##### SUPPLIED TEXT
Monday, November 30, 2020, was a big day for a group of Georgia prisoners suing their phone service provider, Global Tel*Link (GTL), over the company’s allegedly hidden policy of confiscating any unused funds in their accounts after 90 days.
U.S. District Court Judge Amy Totenberg granted the suit class action status and smacked GTL with sanctions — including the cost of plaintiffs’ legal fees — after finding the firm had played fast and loose with legal rules. (See related story on this page.)
The case potentially sets the stage for a second large judgment against GTL in just a few months. In October 2020, a federal judge in New Jersey approved a $25 million settlement to satisfy a class-action suit filed in 2011 by prisoners in the state. In that case, the court found GTL guilty of receiving kickbacks from overly inflated prices, charging its prisoner customers as much as 100 times the going rate for a call (See PLN, Dec. 2020, p. 24).
The Georgia prisoners filed their suit in 2015, accusing GTL of violating the Federal Communication Act, as well state laws against breach of contract and unjust enrichment. At issue was the firm’s habit of cleaning out prisoner phone accounts after 90 days of disuse, which GTL calls its “breakage policy.”
Under this policy, the company employed software known as a “breakage calculator” to scan prisoners’ phone accounts — all of which are pre-paid — flagging those that had not been used in 90 days (or 180 days in certain jails and prisons). Flagged accounts were immediately placed on “inactive” status, meaning the prisoners could not receive any more calls, even though there was money left in their accounts. Then GTL snatched the money from the account and added it to its unrestricted revenue account.
Depositions provided by GTL indicated that, between 2008 and 2017, the firm collected $110 million in unused prisoner account funds— money GTL did nothing to earn, but which it nevertheless said it was entitled to keep. The reason, the company claimed, was that prisoners had been given a recorded audio notice of the policy during the automated procedure by which they set up their accounts.
But that turned out to be a lie.
The firm had actually removed the audio warning from its set-up script in 2014. And as the lawsuit progressed, GTL repeatedly obfuscated that fact with doctored documents and testimony.
##########
• [GIVEN INSTRUCTION A] Copy the part of the article on the Georgia prisoners' lawsuit from "Under this policy, the" to "unrestricted revenue account." word for word.
• [GIVEN INSTRUCTION B] Extend the article on the Georgia prisoners' suit against Global Tel*Link, picking up after its final sentence.
The lines that follow have no connection to the article about the Georgia prisoners' lawsuit.
##### GIVEN RECORDS
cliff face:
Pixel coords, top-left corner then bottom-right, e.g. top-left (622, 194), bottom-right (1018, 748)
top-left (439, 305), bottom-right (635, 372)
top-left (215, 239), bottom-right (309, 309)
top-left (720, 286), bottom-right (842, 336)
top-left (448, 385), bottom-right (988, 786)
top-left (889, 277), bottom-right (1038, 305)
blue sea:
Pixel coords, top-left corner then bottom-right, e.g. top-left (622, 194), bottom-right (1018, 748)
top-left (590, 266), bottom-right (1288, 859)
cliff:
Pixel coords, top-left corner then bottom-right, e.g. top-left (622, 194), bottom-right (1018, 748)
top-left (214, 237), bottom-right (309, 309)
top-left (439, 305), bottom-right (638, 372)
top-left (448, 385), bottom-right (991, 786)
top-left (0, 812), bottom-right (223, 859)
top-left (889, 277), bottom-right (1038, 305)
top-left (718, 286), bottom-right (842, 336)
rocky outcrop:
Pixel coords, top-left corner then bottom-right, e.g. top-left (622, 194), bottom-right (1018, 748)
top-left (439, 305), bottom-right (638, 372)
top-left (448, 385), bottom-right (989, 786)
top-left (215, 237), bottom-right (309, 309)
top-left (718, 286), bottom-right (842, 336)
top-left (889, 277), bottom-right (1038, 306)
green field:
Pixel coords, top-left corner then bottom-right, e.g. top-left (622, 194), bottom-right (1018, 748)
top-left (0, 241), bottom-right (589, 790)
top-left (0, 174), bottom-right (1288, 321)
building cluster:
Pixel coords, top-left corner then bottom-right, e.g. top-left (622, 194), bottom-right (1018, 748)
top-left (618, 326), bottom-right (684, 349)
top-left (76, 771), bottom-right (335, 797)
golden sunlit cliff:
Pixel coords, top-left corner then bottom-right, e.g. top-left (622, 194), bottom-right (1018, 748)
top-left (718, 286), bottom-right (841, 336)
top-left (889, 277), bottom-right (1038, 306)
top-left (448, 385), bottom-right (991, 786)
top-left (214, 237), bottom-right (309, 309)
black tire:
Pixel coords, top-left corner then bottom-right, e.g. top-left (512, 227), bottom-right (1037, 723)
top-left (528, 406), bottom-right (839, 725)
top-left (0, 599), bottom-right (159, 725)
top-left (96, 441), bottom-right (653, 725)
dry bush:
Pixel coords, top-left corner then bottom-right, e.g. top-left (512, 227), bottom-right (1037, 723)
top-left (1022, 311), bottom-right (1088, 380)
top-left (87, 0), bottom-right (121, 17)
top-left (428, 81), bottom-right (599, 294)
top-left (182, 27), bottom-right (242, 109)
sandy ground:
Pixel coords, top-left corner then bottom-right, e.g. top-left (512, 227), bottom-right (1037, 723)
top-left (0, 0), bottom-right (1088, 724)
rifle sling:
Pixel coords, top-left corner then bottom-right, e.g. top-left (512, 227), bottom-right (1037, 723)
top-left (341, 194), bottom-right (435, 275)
##########
• [WRITTEN REPLY A]
Under this policy, the company employed software known as a “breakage calculator” to scan prisoners’ phone accounts — all of which are pre-paid — flagging those that had not been used in 90 days (or 180 days in certain jails and prisons). Flagged accounts were immediately placed on “inactive” status, meaning the prisoners could not receive any more calls, even though there was money left in their accounts. Then GTL snatched the money from the account and added it to its unrestricted revenue account.

• [WRITTEN REPLY B]
“GTL insisted, over and over again in different variants, that this lie was the truth,” Judge Totenberg fumed, resulting in “significant delays and detours in reaching the merits of this case.”
She imposed sanctions on the firm because of the “significant litigation harm” suffered by the prisoner plaintiffs as a result of “GTL’s course of gamesmanship.”
In the New Jersey case, another federal District Court judge, William J. Martini, also granted class-action status to include “all 55,000 currently incarcerated GTL customers.” He ruled that they were entitled to relief from the $25 million settlement fund for the amounts by which they were overcharged. The settlement was delayed about five months after it was reached in May 2020 while attorneys for plaintiffs in the Georgia case petitioned Judge Martini to ensure that any judgment they won would not preclude them from getting reimbursed by the New Jersey fund to remedy GTL’s price-gouging.
In certifying the Georgia prisoners’ class-action, Judge Totenberg included anyone who had set up a pre-paid account with GTL after April 2011 to receive phone calls from prisoners in Georgia or South Carolina. But she did not rule out expanding the class to include GTL customers in other states — or even in the whole nation.
“The court recognizes that plaintiffs have submitted evidence that the breakage policy is relatively uniform nationwide,” the judge found.
Incorporated in Delaware and based in the Washington, D.C. suburb of Falls Church, Virginia, GTL reported over $318 million in 2019 revenues from prisoners in 2,200 facilities across 48 states, making it one of the largest players in a $1 billion market for prisoner telecommunications.
There was no comment on Judge Totenberg’s ruling by GTL nor its attorneys: Michael Sklaire, Michael King, John Crisham and Robert Herrington of Greenberg Traurig; Josh Belinfante and Jeremy Littlefield of Robbins Ross Alloy Belinfante Littlefield; and Derek Ho and Benjamin Softness of Kellogg, Hansen, Todd, Figel & Frederick.
In a statement, plaintiffs’ attorneys — Michael Caplan, James Cobb and T. Brandon Waddell of Caplan Cobb; James Radford of Radford & Keebaugh; and Andrew Lynch — said that they “look forward to obtaining a full recovery of the money Global Tel*Link wrongfully took from its customers.” See: Githieya v. Glob. Tel*Link Corp., Case No. 1:15-cv-986-AT, U.S.D.C. (N.D. Ga.).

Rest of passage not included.